Try it:
Which lines in the records below hold the word "countertop"? Copy each of them.

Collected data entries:

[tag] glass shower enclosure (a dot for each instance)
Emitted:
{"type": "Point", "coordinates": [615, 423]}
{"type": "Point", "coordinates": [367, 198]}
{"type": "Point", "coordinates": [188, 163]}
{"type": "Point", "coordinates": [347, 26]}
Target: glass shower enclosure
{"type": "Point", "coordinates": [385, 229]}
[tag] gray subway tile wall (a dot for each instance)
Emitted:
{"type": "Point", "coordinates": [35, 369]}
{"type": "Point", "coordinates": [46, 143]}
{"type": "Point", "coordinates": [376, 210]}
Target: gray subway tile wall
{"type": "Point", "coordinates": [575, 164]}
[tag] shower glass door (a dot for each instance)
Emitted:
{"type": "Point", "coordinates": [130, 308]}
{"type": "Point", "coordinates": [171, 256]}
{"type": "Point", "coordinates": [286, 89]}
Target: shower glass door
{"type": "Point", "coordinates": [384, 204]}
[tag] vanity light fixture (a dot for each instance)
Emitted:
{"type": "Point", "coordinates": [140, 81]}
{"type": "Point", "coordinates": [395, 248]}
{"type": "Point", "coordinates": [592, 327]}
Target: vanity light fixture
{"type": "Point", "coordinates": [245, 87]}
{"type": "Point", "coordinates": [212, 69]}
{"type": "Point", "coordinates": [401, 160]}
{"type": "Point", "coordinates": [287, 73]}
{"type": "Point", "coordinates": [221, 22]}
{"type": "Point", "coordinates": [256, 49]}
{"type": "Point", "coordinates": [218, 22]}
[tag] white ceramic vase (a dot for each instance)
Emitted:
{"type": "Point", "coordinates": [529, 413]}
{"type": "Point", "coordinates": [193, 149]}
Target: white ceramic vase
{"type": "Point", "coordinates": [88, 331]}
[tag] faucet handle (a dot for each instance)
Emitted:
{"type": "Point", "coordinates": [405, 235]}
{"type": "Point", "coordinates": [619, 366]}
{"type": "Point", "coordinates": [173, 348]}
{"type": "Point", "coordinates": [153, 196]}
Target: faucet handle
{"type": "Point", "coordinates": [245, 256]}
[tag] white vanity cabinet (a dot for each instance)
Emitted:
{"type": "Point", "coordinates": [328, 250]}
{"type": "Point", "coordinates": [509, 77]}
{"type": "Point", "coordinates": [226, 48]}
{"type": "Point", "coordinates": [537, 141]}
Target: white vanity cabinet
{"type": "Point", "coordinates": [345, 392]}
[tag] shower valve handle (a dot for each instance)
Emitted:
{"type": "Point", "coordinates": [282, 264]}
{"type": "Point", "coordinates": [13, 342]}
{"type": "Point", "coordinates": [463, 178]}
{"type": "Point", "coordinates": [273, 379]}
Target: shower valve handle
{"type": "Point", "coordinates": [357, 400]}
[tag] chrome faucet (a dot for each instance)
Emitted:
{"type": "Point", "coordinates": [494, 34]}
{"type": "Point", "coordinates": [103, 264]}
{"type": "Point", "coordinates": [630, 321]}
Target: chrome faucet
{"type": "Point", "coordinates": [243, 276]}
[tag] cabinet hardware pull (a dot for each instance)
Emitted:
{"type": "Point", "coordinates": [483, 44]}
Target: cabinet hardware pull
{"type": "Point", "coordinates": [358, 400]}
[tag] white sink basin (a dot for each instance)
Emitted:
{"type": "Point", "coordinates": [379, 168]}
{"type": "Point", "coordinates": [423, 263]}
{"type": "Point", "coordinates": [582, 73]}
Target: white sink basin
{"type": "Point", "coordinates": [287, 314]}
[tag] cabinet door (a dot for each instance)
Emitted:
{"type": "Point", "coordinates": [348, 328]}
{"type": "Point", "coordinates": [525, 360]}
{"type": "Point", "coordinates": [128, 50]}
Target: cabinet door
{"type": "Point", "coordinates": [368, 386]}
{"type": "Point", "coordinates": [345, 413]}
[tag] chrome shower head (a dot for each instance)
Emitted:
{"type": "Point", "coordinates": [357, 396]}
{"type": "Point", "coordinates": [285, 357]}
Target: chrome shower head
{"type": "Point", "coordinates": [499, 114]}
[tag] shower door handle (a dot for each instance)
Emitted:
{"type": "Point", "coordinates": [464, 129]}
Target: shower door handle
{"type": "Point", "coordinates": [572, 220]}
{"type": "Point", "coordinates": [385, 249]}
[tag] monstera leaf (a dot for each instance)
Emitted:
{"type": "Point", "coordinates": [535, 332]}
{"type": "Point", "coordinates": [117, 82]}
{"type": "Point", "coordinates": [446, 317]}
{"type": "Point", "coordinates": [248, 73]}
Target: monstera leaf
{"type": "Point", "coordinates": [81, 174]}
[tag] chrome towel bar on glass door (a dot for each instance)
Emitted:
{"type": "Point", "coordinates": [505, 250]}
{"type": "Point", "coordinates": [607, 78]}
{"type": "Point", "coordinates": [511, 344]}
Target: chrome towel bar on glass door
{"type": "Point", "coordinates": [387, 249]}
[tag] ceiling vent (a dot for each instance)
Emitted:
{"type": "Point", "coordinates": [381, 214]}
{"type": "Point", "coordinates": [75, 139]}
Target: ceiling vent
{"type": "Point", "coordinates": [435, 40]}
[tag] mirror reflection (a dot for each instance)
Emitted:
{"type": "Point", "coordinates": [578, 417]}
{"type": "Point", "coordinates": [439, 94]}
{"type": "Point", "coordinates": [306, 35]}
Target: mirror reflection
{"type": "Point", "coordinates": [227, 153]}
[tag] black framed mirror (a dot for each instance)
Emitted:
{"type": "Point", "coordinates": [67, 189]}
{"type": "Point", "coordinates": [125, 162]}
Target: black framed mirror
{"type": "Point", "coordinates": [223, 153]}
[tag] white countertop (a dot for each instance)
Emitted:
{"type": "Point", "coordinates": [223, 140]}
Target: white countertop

Task solution:
[tag] white countertop (a dot for each instance)
Target: white countertop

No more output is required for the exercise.